Gavin Newsom (left) speaks with Donald Trump.

Gov. Gavin Newsom and President-elect Donald Trump during a visit to a neighborhood impacted by the wildfires in Paradise, Calif. in 2018. | Evan Vucci/AP

ROAD TO 2028 — Gov. Gavin Newsom is one of several ambitious Democrats who’ve already made moves interpreted as testing the waters for a 2028 presidential campaign. On Friday, he held a call with about 50,000 people in his small-donor network and called a special legislative session designed to Trump-proof California.

Kamala Harris , of course, could still run again. But potential rivals are already entertaining entreaties from their backers to make moves, testing their fundraising operations, and situating themselves as leaders of the resistance to Donald Trump in the states. Others in the mix include Pennsylvania Gov. Josh Shapiro and Transportation Secretary Pete Buttigieg.

TASKS:
(a) Translate this sentence from the passage on 2028 Democratic hopefuls into Spanish: "Others in the mix include Pennsylvania Gov. Josh Shapiro and Transportation Secretary Pete Buttigieg."
(b) According to the passage on 2028 Democratic hopefuls, about how many people joined Newsom's Friday call?

RECORDS SUPPLIED:
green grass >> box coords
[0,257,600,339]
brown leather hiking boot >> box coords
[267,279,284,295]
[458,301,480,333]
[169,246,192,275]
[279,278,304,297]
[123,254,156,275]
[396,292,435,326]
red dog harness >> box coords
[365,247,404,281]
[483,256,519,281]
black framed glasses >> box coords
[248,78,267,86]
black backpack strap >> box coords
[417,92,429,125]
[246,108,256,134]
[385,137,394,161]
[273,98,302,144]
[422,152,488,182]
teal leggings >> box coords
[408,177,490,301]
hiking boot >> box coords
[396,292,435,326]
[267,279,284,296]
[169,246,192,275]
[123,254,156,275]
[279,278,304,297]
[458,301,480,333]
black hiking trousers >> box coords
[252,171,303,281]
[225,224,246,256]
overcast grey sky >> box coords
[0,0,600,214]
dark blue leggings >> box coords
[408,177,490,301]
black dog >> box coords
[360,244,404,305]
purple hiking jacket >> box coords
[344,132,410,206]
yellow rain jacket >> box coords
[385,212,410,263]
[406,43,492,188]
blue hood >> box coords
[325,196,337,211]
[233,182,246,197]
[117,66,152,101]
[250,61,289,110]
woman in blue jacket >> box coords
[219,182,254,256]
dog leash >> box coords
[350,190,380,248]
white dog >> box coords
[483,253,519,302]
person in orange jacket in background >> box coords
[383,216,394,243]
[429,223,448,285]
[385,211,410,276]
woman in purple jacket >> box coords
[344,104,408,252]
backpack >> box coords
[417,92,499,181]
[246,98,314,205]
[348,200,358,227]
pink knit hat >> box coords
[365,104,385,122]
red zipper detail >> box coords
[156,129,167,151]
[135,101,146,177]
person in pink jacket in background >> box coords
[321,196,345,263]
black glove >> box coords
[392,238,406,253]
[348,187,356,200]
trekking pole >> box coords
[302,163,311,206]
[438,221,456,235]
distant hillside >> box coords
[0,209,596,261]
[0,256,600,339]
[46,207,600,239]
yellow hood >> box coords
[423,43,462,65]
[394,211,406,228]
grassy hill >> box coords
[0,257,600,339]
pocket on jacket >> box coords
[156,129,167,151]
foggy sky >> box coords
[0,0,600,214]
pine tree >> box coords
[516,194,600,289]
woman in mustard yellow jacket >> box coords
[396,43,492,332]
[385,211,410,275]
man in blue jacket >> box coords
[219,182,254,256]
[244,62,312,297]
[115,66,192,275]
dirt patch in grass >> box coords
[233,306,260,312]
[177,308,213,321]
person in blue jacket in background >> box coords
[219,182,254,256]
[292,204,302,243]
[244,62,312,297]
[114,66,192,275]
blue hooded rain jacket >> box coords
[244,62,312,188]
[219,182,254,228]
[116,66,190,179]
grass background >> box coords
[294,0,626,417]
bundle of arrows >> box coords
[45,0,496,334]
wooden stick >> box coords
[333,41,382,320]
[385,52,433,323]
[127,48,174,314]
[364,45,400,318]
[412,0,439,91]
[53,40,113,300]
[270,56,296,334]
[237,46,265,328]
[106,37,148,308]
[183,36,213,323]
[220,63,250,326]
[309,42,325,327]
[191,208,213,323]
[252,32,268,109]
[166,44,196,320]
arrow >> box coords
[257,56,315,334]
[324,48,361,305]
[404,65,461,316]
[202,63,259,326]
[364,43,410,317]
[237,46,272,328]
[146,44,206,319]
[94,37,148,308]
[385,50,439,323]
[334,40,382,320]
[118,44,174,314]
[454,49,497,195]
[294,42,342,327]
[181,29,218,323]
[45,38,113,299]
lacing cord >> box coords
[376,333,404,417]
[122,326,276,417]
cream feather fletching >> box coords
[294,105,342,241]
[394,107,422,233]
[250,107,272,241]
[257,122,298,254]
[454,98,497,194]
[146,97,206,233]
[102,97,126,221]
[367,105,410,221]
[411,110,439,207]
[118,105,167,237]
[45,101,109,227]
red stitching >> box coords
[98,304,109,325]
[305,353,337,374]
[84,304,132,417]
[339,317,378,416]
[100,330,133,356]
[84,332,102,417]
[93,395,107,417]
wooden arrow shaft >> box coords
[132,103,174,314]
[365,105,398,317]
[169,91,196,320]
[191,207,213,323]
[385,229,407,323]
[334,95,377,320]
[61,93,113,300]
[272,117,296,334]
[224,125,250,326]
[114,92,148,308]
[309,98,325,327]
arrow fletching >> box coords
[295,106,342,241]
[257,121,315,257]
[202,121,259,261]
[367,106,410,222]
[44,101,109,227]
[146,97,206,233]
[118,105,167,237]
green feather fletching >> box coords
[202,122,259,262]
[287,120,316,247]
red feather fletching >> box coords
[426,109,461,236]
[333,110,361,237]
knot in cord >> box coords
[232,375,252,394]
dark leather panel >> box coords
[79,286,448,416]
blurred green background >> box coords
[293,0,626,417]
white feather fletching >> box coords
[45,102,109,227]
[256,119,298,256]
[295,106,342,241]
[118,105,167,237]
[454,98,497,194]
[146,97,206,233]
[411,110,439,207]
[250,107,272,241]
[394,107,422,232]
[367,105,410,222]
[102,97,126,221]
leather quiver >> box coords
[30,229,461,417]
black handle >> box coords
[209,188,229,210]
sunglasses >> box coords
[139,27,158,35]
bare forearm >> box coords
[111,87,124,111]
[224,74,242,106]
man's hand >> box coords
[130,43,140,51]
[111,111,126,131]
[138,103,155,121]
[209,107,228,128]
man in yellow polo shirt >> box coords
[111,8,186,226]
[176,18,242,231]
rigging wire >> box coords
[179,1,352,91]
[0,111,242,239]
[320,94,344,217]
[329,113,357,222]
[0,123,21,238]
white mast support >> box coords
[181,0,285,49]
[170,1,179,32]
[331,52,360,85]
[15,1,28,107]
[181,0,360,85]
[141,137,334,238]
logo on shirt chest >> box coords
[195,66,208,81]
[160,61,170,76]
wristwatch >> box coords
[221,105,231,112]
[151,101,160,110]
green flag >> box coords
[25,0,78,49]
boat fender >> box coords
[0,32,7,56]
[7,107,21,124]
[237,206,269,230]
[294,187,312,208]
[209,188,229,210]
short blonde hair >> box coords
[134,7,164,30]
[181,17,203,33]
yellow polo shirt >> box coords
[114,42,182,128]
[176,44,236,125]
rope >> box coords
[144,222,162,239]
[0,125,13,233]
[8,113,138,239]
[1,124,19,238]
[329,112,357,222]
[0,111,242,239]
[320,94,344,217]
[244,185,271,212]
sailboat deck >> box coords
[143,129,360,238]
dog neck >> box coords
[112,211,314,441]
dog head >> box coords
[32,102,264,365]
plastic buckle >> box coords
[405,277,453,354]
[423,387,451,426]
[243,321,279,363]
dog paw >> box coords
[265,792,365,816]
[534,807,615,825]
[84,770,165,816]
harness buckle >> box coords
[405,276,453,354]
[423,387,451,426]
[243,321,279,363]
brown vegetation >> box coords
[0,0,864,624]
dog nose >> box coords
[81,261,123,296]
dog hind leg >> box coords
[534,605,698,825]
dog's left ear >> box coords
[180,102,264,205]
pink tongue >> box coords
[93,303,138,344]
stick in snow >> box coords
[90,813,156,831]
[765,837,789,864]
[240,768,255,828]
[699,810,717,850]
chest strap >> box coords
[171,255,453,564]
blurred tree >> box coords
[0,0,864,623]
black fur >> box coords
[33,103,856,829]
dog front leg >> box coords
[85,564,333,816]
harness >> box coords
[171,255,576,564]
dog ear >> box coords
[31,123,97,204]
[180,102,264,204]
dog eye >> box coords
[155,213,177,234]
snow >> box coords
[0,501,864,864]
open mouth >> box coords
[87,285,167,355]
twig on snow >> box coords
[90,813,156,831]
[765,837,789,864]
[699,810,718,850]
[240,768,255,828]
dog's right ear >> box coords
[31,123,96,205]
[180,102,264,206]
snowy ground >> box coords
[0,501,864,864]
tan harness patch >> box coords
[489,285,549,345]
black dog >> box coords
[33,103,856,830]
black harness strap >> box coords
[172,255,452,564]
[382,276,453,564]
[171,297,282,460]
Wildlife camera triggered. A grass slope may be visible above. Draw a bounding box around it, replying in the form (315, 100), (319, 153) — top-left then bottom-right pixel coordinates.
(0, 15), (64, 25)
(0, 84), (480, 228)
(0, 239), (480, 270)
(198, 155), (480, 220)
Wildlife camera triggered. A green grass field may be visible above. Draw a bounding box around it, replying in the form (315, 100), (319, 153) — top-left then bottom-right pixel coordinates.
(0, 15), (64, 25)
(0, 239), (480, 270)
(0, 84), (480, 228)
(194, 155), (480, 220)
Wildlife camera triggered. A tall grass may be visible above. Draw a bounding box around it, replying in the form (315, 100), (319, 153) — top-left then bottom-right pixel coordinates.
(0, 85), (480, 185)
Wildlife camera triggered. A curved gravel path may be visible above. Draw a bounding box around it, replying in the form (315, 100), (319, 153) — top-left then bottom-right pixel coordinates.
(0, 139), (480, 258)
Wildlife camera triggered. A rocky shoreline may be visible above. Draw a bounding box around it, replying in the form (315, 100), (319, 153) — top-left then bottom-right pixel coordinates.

SOLUTIONS:
(a) Entre los demás en la contienda figuran el gobernador de Pensilvania, Josh Shapiro, y el secretario de Transporte, Pete Buttigieg.

(b) About 50,000 people in his small-donor network.